▶ _What is asked_
Pick out every line in the records that contains the word "below", and copy each of those lines.

▶ _Extracted records_
........

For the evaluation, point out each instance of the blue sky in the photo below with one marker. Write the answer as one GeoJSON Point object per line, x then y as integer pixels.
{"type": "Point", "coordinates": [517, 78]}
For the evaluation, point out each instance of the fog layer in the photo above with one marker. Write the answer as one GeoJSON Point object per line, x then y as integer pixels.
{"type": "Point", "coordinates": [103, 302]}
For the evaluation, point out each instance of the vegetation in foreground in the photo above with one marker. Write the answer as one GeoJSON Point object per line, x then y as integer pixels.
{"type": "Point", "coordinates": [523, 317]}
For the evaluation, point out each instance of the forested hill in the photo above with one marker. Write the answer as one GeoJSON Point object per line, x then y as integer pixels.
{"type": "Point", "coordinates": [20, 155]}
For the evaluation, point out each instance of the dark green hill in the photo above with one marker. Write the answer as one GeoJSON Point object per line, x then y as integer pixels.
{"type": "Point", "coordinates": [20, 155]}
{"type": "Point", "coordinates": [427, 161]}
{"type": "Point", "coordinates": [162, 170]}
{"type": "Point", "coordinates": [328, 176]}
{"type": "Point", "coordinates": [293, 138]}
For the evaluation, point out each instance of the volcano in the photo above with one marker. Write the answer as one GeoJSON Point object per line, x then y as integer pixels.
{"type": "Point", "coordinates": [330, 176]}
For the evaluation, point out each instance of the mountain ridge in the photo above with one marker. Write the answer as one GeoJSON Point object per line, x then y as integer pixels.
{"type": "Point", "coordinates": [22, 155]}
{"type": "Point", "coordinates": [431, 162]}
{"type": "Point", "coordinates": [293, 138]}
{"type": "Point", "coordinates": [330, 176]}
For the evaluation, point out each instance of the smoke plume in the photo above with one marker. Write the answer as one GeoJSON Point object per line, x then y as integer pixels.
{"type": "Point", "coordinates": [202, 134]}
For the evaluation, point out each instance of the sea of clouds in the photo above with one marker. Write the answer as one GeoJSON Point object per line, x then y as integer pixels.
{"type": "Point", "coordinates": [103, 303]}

........

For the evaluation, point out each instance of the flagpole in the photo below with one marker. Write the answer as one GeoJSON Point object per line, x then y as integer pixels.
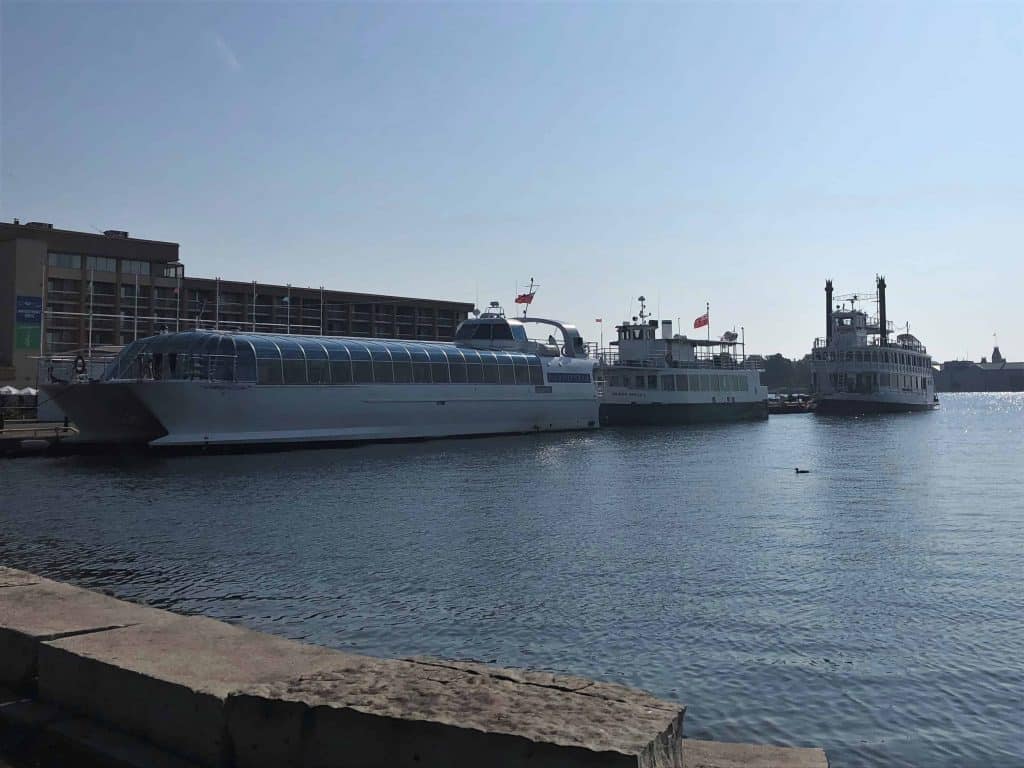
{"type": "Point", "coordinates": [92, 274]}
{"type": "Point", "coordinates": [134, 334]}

........

▶ _Solution to the problem_
For the evaluation, point out each instance of the blue sky in the photo below with one marker. Write the answer as one GeoJSON Point object per line, x then y as integer pixels.
For the evaluation, point out each instance of the flagpole in the photo below with one marker. Write the answer as one GeoJSON Point object per line, x then y as integer pixels.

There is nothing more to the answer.